> [Exercise details]:
In the lines below, find the one that contains "officer in white" and write it out exactly, along with every line that follows it.

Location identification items
/---

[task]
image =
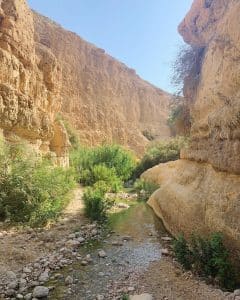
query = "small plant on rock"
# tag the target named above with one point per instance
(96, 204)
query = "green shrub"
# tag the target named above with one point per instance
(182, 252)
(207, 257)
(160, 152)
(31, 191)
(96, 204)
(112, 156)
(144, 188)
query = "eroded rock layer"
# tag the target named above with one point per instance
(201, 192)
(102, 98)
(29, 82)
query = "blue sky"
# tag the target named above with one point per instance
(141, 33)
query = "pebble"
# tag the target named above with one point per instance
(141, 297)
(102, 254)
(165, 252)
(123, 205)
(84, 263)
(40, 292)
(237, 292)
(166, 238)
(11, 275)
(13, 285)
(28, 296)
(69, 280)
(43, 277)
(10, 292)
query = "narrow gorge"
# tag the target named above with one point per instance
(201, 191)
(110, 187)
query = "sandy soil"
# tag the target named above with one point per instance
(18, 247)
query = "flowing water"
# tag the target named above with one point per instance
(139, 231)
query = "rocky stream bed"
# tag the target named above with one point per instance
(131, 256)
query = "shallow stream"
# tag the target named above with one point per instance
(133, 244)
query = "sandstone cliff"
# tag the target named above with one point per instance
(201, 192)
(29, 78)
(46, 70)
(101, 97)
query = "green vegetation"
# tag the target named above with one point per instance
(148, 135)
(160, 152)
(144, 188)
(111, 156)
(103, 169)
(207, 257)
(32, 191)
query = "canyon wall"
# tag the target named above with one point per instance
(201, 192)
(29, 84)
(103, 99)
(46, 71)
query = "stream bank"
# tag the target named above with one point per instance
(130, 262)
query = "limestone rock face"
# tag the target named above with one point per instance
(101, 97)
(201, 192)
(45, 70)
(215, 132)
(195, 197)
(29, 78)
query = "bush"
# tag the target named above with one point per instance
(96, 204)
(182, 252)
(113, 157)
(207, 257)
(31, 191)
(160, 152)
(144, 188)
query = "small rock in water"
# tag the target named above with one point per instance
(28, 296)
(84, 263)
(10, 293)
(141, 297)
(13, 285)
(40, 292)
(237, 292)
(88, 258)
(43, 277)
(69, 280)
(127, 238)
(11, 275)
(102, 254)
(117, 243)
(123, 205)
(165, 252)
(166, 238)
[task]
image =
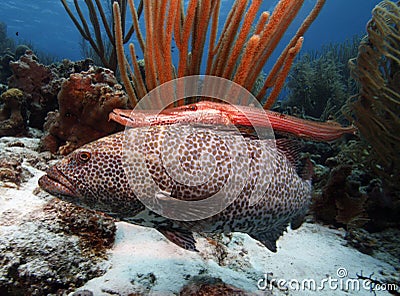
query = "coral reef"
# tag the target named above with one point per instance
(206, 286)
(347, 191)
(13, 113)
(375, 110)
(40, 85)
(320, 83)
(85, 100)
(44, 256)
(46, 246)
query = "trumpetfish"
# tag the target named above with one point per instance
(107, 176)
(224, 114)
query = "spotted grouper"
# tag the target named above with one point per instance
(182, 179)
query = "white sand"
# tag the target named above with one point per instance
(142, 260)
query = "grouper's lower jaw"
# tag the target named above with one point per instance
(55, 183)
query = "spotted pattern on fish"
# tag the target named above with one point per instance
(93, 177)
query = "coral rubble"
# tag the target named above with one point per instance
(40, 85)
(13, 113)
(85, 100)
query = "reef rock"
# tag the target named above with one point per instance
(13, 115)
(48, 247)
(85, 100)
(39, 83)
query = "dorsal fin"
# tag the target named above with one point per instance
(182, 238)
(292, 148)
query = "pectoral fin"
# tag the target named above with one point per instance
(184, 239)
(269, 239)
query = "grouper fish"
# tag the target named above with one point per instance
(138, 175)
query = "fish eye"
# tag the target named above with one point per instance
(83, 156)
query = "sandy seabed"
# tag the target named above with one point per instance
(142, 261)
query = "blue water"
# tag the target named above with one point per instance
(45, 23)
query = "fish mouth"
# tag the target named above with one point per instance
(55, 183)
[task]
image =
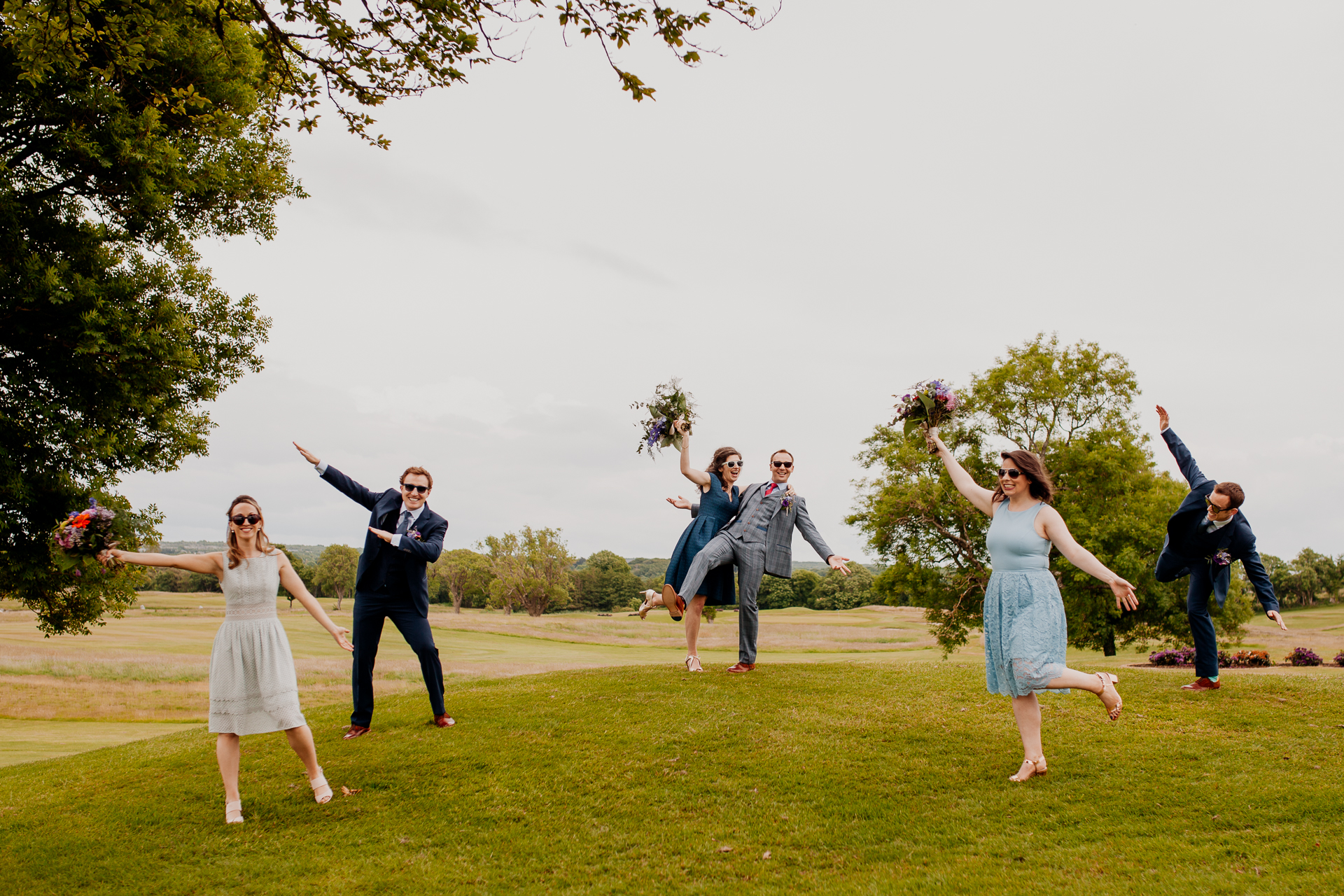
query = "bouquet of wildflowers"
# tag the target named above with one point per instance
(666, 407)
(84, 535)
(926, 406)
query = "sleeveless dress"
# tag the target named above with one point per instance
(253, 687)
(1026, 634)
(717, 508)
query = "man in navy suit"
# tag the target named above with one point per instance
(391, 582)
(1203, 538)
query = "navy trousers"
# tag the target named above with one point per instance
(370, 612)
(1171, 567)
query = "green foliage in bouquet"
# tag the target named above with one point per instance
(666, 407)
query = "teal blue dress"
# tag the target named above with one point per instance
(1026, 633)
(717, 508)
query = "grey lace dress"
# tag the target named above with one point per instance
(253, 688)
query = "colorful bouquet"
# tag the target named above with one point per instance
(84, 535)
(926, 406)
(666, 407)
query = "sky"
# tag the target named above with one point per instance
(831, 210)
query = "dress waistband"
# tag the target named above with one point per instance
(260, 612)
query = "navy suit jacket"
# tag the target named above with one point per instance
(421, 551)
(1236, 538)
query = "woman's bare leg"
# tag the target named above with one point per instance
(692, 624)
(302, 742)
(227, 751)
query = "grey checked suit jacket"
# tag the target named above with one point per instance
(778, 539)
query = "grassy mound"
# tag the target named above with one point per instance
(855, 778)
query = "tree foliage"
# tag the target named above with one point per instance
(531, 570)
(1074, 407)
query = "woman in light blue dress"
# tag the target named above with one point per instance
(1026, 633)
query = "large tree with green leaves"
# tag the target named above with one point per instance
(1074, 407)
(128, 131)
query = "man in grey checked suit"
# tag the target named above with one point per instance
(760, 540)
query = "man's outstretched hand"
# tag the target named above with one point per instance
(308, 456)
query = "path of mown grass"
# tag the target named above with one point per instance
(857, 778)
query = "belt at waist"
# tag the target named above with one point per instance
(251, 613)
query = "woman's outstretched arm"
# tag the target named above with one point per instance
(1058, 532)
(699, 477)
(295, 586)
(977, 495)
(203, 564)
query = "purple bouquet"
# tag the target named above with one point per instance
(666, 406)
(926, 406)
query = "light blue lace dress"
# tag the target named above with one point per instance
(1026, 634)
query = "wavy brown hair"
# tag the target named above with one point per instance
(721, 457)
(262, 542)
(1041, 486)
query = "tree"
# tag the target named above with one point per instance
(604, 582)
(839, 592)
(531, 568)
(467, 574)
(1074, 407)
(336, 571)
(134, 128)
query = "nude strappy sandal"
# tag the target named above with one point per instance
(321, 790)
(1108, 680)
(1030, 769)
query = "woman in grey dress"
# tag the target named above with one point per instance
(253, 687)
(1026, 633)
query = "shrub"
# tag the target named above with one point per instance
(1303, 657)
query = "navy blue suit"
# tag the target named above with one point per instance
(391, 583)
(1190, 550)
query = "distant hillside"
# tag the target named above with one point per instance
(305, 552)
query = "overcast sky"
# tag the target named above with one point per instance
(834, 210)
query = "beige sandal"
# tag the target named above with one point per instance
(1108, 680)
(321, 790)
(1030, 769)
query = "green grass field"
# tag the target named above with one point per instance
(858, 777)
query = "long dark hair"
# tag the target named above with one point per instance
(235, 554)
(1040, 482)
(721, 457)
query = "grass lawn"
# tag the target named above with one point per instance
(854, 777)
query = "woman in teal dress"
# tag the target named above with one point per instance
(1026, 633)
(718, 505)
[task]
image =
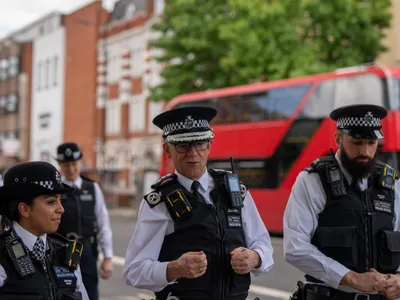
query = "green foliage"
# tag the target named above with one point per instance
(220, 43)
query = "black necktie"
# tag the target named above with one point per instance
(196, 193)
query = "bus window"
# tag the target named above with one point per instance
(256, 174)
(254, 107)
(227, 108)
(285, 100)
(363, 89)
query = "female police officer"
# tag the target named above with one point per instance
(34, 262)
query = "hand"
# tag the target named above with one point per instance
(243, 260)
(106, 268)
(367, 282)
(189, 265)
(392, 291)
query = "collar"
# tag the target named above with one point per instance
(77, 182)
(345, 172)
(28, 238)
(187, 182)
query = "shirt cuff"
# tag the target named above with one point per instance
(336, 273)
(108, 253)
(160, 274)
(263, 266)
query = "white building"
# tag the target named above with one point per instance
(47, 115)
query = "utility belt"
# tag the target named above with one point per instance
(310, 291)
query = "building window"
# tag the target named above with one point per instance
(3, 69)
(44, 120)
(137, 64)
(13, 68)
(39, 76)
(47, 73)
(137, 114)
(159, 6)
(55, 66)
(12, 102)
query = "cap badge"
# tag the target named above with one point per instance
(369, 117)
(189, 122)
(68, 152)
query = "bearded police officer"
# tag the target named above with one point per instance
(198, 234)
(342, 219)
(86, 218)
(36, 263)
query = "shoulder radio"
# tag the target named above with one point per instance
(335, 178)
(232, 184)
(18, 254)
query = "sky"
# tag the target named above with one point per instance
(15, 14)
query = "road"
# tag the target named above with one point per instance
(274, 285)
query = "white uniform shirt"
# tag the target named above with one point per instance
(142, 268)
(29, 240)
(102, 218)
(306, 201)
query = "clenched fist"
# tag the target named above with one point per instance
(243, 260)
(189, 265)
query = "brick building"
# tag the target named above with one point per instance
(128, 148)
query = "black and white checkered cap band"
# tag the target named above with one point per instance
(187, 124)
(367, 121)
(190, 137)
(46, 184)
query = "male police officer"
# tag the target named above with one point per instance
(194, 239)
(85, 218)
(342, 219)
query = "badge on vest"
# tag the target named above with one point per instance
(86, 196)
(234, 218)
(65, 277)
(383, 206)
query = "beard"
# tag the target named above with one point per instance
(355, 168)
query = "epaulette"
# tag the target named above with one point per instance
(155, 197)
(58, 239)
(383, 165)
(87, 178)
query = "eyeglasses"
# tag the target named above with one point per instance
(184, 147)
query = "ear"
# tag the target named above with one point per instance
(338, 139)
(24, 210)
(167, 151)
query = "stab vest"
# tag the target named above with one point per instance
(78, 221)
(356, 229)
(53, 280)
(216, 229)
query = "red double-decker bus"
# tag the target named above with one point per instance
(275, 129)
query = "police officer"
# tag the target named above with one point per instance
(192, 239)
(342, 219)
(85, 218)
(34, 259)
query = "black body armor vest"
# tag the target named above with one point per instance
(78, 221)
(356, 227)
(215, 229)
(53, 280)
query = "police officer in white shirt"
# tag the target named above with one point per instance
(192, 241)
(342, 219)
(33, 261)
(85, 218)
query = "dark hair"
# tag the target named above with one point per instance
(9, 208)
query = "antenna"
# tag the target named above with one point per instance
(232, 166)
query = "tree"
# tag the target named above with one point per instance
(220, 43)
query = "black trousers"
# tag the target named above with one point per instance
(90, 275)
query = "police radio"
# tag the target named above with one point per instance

\---

> [Task output]:
query = "police officer in white shirt"
# tag the target named above with one point per instance
(192, 241)
(342, 219)
(33, 261)
(85, 218)
query = "dark hair"
# tag the target named above with one point per instance
(9, 208)
query = "antenna"
# tag the target named above with one point per instance
(232, 166)
query = "tree"
# tag the target named above with one point per instance
(220, 43)
query = "black trousers"
# tag the target named above with one point per instance
(90, 275)
query = "police radio"
# tag the target named above with one point per instance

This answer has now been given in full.